TASK BRIEF: Pick out every line in the rows below that contains the string "floor" and copy each one in full. Case counts.

SUPPLIED ENTRIES:
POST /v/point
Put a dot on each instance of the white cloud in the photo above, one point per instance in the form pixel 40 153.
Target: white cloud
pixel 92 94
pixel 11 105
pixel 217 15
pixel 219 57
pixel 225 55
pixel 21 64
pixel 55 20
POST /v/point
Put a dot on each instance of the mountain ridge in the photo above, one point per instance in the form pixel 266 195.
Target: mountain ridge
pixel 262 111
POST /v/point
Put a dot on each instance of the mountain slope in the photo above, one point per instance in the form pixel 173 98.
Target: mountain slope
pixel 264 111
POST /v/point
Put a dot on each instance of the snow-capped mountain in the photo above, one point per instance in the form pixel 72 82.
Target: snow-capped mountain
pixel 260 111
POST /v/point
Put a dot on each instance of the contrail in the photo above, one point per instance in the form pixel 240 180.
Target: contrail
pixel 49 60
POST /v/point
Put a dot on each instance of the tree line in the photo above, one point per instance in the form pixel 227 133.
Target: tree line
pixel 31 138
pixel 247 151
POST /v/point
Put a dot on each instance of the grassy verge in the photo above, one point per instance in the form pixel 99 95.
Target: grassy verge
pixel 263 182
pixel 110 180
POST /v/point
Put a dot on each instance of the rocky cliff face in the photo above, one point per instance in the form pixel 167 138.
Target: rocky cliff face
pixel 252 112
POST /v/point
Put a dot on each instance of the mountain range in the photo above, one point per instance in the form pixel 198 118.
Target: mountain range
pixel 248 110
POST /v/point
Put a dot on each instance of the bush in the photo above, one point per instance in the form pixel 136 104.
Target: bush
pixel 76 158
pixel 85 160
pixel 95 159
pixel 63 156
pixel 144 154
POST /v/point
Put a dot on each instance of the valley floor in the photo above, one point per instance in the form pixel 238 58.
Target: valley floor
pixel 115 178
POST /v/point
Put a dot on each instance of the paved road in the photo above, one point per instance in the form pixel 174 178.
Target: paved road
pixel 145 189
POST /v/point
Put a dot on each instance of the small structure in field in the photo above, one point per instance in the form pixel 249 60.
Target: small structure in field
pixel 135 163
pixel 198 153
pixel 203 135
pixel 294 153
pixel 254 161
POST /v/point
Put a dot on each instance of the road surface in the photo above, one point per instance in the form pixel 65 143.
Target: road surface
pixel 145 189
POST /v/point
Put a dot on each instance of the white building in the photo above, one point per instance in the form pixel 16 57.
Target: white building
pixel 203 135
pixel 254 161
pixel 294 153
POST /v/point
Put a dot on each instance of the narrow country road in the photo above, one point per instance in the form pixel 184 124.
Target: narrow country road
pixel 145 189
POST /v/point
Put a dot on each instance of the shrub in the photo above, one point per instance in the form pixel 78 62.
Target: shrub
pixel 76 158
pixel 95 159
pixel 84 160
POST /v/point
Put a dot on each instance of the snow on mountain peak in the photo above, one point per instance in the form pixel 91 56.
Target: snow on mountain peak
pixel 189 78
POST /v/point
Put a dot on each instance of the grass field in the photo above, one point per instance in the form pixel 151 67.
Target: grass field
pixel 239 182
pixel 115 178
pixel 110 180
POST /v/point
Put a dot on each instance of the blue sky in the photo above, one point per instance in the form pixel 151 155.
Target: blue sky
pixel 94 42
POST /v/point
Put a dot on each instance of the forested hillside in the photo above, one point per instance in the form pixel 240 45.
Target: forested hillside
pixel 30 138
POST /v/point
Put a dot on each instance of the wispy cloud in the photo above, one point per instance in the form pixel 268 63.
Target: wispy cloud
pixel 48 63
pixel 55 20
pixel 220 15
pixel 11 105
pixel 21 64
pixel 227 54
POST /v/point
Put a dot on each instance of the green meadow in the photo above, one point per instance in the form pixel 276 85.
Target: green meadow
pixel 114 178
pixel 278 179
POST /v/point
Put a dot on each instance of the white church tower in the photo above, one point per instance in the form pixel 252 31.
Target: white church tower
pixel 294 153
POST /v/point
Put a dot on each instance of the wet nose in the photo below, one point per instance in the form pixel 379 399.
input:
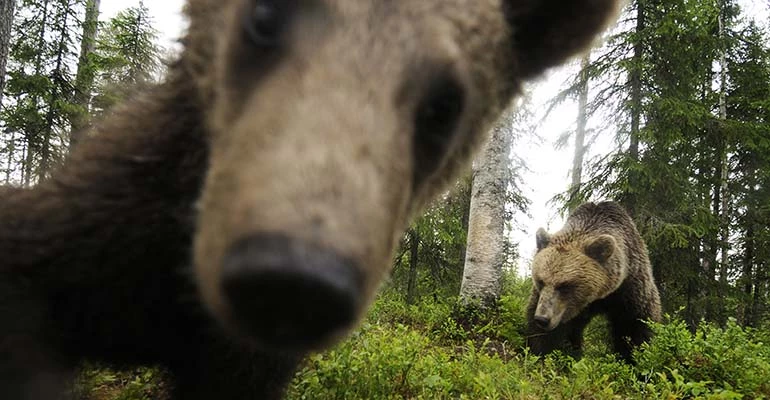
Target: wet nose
pixel 287 294
pixel 542 322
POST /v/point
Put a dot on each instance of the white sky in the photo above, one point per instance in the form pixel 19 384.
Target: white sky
pixel 549 168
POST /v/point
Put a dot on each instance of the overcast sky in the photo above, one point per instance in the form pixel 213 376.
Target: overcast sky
pixel 549 168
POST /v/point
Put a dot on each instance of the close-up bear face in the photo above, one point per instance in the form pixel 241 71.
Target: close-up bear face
pixel 569 274
pixel 331 122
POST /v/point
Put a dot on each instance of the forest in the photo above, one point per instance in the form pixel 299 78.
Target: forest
pixel 673 122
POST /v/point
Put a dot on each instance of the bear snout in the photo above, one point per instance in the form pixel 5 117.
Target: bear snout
pixel 542 322
pixel 288 295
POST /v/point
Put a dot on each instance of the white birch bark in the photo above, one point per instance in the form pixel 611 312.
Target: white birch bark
pixel 486 224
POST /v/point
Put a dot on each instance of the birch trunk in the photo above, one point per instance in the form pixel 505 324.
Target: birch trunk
pixel 486 222
pixel 6 24
pixel 580 134
pixel 84 81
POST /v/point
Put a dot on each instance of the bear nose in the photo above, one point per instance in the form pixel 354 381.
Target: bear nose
pixel 287 294
pixel 542 322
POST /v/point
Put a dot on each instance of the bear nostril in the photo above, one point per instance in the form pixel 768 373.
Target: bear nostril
pixel 542 322
pixel 286 294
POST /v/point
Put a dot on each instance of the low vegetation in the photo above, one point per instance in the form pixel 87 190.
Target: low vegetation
pixel 437 350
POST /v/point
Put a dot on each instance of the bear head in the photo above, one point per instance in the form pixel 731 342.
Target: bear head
pixel 330 123
pixel 572 270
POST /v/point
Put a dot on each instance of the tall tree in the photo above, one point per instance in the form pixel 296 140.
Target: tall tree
pixel 127 56
pixel 39 88
pixel 580 135
pixel 485 253
pixel 7 8
pixel 86 71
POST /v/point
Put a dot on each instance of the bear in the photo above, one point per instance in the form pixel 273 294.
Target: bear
pixel 596 264
pixel 242 213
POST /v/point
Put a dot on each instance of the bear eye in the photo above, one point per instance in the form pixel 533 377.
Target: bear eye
pixel 436 119
pixel 566 288
pixel 265 20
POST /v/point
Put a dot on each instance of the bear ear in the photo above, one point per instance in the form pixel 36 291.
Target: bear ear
pixel 601 248
pixel 547 32
pixel 542 238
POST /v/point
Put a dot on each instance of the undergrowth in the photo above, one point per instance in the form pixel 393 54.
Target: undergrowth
pixel 439 350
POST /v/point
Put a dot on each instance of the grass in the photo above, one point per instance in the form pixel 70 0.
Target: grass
pixel 437 350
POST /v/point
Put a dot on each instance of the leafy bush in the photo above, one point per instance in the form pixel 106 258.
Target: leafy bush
pixel 440 350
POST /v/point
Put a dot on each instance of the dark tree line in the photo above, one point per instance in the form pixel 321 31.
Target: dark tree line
pixel 685 87
pixel 63 67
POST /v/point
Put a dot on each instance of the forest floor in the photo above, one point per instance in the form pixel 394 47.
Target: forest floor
pixel 422 352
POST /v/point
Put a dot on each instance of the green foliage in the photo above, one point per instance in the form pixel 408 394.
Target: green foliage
pixel 421 352
pixel 127 54
pixel 97 383
pixel 721 360
pixel 392 360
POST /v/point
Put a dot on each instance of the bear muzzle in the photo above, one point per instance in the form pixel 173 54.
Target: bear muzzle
pixel 285 294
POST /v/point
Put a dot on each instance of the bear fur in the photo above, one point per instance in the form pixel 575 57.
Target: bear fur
pixel 596 264
pixel 269 174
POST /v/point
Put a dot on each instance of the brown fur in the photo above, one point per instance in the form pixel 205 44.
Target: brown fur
pixel 596 264
pixel 310 137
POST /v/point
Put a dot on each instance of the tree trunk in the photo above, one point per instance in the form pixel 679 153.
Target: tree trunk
pixel 84 80
pixel 56 95
pixel 580 134
pixel 414 247
pixel 7 8
pixel 486 222
pixel 635 77
pixel 724 217
pixel 747 278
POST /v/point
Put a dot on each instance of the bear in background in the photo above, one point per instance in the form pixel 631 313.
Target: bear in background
pixel 243 212
pixel 596 264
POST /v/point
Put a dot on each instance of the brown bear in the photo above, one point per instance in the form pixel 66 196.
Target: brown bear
pixel 242 213
pixel 596 264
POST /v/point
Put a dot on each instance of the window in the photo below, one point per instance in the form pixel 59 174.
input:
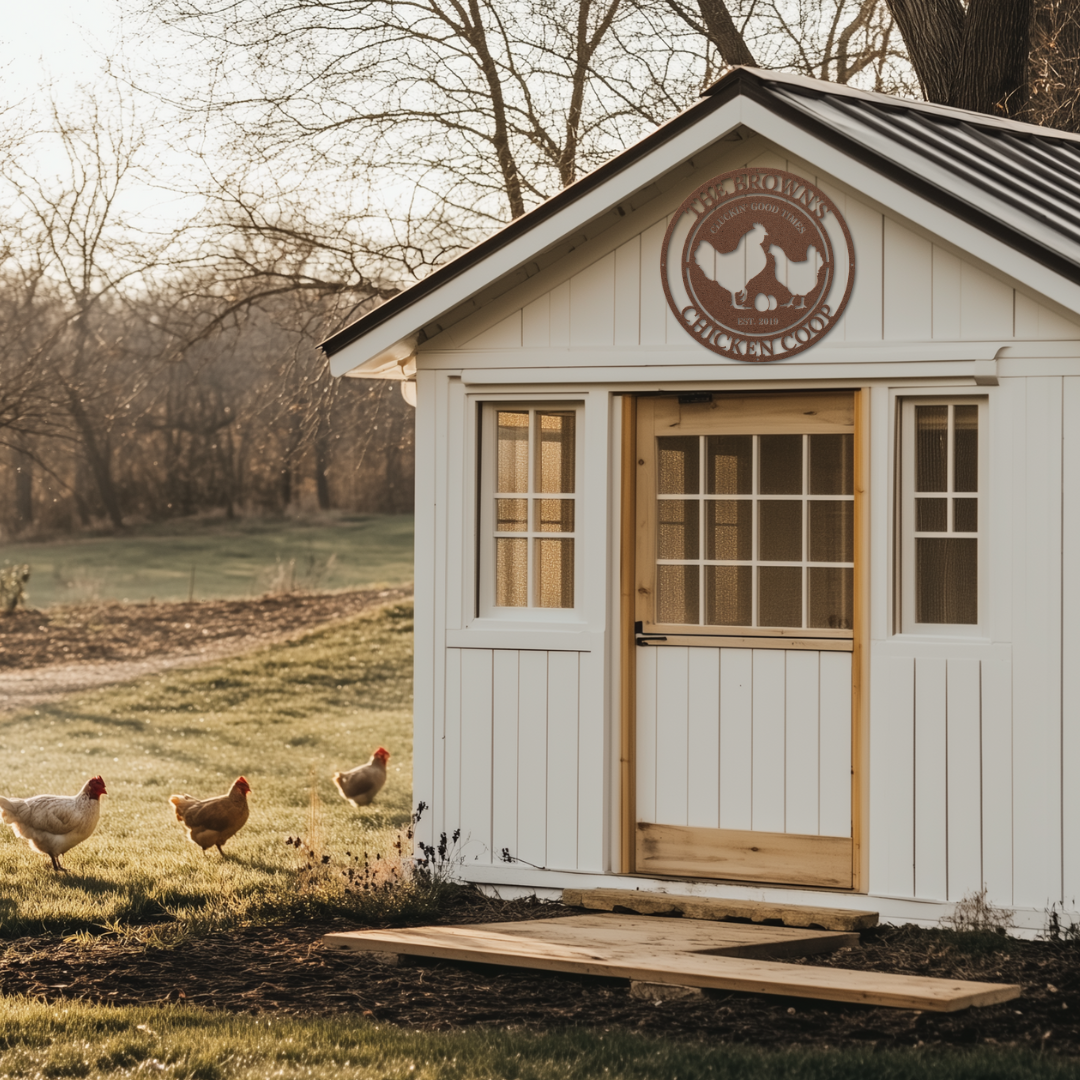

WRITTEN SOLUTION:
Put a dot on each instance of the valley floor in the photo above, one point per instance in the form pixel 238 58.
Target: valley floor
Put a dot on each instance of the forest floor in the photo above, one point per instance in the form pixel 394 47.
Target: forest floor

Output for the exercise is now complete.